== Extract to read

Not horror, just horrible

Author: 
By Jessica Zafra
Publication Date: 
Tue, 2001-06-05 04:45

In Angel Eyes, Jennifer Lopez plays Sharon, a Chicago cop who silences talkative perps by slamming their faces onto the hood of the police car. Can you say “Police brutality?” Sharon leaps tall fences, chases thugs halfway across the city, and makes her male colleagues look like pansies. This means she has issues and should check into an anger management program; in Hollywood logic, a tough woman has to have some kind of psychological problem.


Soon we find that her problem has to do with her dysfunctional family. (News flash: All families are dysfunctional. It’s called “normal.”) She grew up with an abusive father and a punching bag/doormat mother. And they want her to come to their 30th wedding anniversary and renewal of vows. You can tell that Sharon is troubled because every time she encounters family members, she has that look that announces, “I am fighting back tears.” Sharon’s story is nowhere near interesting enough to merit a full-length feature film, but the producers figure that the audience will buy anything with J. Lo in it. Wrong. The audience may have demonstrated a lack of discretion in the past, but it does have minimum requirements. Like a plot. Conflict. If not realistically-drawn characters, then sympathetic ones. In short, a movie. Angel Eyes is not a movie, it’s a vehicle for J. Lo, who should perhaps use her clout to develop film projects that will allow her to work with top-notch professionals, the kind who can actually say, “J. Lo, this script reeks.” It should be noted that before Jennifer Lopez became a pop phenomenon, she worked with filmmakers like Bob Rafelson, Oliver Stone and Steven Soderbergh. Their projects did not make the kind of money that her disposable flicks (The Cell, Wedding Planner) did. Also, J. Lo can’t sing, but her album was a huge hit. Figure it out.

====
== Excerpted records

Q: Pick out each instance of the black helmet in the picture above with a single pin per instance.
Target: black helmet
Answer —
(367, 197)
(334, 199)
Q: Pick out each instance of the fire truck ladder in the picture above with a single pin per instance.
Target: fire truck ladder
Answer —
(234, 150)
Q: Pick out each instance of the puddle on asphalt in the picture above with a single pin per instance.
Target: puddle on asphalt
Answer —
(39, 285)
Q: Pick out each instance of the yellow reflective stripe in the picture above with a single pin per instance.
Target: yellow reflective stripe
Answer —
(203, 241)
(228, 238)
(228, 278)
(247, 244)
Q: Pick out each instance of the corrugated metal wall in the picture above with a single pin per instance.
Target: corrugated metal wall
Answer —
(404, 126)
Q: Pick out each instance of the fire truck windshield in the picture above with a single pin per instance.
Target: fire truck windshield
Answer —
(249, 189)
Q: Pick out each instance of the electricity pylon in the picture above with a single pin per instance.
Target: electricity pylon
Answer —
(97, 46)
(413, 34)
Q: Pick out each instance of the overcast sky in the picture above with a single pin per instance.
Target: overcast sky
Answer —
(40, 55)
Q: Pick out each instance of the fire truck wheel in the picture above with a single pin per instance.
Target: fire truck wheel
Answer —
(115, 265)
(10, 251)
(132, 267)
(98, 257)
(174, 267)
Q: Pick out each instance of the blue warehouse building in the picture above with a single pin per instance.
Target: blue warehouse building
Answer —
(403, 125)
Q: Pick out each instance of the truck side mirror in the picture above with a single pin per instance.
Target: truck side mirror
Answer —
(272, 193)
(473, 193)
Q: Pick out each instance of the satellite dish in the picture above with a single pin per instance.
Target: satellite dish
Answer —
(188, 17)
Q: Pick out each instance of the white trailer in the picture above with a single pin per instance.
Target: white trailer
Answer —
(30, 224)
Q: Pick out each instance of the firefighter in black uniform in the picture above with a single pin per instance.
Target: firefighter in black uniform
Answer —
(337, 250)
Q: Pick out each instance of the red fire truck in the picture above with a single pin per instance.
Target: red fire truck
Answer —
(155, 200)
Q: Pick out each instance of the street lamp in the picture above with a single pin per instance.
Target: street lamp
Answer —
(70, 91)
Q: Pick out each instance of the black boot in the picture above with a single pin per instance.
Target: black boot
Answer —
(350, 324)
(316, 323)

====

### What to work on
1 – Reproduce the passage of the Angel Eyes review starting at "Not horror, just" and ending at "of psychological problem.".
2 – Write what comes next in the Angel Eyes review, picking up after its final sentence.

### Set of answers
1 –
Not horror, just horrible

Author: 
By Jessica Zafra
Publication Date: 
Tue, 2001-06-05 04:45

In Angel Eyes, Jennifer Lopez plays Sharon, a Chicago cop who silences talkative perps by slamming their faces onto the hood of the police car. Can you say “Police brutality?” Sharon leaps tall fences, chases thugs halfway across the city, and makes her male colleagues look like pansies. This means she has issues and should check into an anger management program; in Hollywood logic, a tough woman has to have some kind of psychological problem.

2 –
Back to the movie. Sharon is followed around by a tall, cute, unshaven guy in a long coat. Can you say “Stalker?” The stalker, Catch (Jim Caviezel), has spooky blue eyes, presumably the ones referred to in the title. We are made to believe that he is some kind of supernatural creature, like a ghost or an angel (duh), because he wears that blasted coat all the time, does nice things for the neighbors, has no surname, and does not turn up in official records. In fact the reason we went to see this movie in the first place was because the trailer, poster, and newspaper features led us to believe it was a supernatural thriller, like The Sixth Sense. Imagine our disappointment when we realized that the protagonists were not dead. There’s nothing paranormal about the way they first meet, either.


Catch beholds Sharon in the window of a club, and is so smitten by her that he immediately risks getting himself killed to save her life. Naturally Sharon falls for the mysterious stranger, conveniently forgetting that he was the same guy she rescued from a car wreck in an earlier scene. Soon we see why Sharon is not a detective: she constantly declares how curious she is about Catch’s personal history, but it never occurs to her to run a check on him. Hello, you’re in the police department and it’s the wired era. But Catch proves his memory is even worse than Sharon’s. He forgets that he can play the trumpet until they wander into a jazz club where he steps onstage and does a professional-sounding rendition of Nature Boy. I don’t know what the etiquette among musicians is, but I suspect they don’t appreciate having their set interrupted by some stranger who uses their instrument without permission. Pianos, maybe, but not instruments with spit valves.


In deference to J. Lo’s male fans, there is a love scene. It’s by a river, and J. Lo seems to be doing abdominal crunches while Caviezel spots her. Hey, it is possible for two good-looking actors to have no chemistry between them whatsoever. When Sharon finally discovers what Catch’s real name is, she visits his abandoned house and finds everything covered in dust, including a moldy birthday cake. Chicago must be a really nice place to live, because the house has been deserted for a long time, and nothing has been stolen.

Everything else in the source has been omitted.